▶ _Extracted records_:
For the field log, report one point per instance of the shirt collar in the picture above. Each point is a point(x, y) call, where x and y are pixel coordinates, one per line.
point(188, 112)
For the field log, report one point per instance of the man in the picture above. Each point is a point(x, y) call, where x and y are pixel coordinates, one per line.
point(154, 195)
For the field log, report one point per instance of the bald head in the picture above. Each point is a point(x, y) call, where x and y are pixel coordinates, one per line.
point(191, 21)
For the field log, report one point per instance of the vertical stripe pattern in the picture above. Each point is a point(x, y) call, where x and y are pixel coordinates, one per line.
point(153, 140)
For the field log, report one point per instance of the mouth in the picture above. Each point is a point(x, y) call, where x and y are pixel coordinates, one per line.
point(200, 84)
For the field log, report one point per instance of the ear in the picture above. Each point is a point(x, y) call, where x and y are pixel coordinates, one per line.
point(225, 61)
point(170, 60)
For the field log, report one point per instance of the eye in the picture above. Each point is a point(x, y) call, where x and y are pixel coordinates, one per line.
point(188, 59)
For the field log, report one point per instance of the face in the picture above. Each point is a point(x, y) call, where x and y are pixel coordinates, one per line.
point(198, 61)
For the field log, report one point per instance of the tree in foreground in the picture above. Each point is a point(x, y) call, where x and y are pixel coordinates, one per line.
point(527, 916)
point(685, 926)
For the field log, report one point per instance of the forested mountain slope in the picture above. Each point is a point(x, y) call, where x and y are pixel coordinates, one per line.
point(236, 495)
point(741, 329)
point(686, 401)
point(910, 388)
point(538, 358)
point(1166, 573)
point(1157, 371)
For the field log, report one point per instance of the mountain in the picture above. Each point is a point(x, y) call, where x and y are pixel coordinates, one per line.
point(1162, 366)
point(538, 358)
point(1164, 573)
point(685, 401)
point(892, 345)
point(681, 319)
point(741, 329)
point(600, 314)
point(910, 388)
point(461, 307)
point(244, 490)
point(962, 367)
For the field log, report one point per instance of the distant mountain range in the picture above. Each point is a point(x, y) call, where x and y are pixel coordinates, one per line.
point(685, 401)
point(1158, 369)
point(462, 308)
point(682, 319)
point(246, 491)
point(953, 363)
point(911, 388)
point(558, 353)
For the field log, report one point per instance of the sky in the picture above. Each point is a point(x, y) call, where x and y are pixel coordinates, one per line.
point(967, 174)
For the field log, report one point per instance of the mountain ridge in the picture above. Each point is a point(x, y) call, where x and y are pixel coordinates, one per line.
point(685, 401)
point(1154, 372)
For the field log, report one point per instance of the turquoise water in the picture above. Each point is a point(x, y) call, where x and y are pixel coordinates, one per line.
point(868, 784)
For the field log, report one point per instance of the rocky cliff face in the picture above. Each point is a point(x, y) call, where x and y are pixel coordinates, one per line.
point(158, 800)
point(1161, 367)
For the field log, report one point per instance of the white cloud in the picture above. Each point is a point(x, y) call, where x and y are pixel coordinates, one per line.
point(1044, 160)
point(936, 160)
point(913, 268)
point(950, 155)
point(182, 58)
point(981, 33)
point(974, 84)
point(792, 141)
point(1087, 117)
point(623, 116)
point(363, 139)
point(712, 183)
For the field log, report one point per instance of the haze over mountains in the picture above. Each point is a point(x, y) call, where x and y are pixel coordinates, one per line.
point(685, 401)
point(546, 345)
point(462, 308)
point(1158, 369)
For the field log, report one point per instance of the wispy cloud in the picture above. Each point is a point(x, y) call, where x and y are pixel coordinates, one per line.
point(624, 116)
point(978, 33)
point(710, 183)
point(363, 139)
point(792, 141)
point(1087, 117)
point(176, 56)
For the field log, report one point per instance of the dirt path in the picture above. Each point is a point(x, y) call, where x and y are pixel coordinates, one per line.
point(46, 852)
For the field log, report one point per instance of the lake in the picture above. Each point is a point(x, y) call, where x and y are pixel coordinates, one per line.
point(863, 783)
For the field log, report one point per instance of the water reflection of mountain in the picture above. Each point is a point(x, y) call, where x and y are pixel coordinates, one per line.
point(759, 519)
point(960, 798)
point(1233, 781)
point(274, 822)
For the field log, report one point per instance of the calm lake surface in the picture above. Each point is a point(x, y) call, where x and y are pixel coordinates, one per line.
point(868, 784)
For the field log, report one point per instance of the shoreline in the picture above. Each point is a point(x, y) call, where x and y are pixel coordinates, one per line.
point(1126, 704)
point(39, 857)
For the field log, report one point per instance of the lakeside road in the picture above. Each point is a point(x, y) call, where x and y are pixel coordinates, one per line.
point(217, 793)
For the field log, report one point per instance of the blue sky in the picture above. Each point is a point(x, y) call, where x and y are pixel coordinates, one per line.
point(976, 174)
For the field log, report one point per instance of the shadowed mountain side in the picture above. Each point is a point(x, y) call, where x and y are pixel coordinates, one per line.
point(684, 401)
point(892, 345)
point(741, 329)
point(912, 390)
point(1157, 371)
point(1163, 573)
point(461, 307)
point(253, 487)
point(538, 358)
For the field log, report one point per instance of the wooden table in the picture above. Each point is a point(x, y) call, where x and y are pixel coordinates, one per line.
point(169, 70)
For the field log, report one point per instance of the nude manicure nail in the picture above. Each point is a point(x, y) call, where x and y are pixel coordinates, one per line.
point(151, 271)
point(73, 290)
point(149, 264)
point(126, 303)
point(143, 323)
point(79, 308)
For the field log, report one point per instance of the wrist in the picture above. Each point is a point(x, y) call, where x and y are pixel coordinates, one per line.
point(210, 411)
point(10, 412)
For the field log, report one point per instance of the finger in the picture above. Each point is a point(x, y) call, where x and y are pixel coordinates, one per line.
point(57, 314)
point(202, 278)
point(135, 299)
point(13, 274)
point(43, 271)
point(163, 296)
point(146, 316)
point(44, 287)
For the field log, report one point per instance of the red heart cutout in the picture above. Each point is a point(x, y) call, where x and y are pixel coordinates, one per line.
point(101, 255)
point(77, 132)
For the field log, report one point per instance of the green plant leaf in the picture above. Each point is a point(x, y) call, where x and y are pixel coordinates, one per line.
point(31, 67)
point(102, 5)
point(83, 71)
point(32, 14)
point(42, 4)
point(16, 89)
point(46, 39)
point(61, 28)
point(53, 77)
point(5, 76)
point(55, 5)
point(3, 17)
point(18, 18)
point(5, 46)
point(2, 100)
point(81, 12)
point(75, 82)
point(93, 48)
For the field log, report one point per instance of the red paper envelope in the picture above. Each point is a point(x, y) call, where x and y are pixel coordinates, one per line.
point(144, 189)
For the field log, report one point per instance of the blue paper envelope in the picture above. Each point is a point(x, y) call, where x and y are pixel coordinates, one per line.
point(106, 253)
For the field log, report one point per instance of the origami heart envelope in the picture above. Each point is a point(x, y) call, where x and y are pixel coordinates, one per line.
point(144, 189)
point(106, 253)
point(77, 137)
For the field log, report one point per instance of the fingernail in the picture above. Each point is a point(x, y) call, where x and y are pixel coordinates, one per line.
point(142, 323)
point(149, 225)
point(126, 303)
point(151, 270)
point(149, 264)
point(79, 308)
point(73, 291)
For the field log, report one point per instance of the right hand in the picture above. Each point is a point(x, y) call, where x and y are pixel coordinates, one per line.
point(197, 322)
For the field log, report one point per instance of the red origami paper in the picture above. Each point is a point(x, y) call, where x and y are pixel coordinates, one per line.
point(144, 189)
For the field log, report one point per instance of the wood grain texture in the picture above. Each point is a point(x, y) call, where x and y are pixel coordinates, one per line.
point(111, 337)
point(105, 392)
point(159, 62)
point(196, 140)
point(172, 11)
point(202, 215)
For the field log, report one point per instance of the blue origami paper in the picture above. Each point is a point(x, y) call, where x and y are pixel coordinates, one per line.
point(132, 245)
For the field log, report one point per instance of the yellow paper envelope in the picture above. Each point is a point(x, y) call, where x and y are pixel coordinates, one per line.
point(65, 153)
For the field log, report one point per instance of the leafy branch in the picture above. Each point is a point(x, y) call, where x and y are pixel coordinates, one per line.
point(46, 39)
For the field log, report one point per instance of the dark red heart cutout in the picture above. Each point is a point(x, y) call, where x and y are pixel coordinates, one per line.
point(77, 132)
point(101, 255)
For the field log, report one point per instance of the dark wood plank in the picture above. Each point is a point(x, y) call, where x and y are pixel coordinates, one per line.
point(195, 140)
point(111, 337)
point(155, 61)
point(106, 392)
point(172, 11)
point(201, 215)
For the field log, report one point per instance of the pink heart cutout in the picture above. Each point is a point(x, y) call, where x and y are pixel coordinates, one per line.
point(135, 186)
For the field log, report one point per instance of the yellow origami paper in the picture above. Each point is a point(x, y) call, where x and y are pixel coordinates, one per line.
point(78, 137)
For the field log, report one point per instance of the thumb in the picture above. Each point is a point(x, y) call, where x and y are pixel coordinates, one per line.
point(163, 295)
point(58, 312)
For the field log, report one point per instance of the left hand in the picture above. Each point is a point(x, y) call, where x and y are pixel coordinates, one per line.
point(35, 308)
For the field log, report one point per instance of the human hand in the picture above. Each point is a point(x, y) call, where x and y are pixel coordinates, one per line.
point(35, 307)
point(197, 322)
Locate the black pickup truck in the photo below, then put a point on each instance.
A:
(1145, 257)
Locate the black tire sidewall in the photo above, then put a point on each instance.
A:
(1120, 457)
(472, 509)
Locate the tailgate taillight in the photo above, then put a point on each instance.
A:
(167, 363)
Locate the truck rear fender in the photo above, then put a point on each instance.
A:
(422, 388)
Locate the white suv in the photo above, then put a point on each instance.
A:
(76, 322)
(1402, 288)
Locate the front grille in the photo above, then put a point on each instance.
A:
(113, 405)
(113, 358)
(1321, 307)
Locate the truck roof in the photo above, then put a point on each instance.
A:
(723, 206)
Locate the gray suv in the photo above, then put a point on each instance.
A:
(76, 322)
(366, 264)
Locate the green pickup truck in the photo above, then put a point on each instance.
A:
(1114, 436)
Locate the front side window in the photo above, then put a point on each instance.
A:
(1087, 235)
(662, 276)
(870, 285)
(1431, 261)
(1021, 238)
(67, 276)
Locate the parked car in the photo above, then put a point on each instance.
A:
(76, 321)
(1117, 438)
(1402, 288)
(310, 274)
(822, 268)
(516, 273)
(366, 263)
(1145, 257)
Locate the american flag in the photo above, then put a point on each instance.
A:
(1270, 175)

▶ _ABOUT THIS EXERCISE_: Filter the lines above so that only those with the string "front" remain, then copy them.

▶ _RESPONSE_:
Locate the front grille in the photo above, then put a point on each instance.
Locate the front side window in the photo above, then put a point on each instance.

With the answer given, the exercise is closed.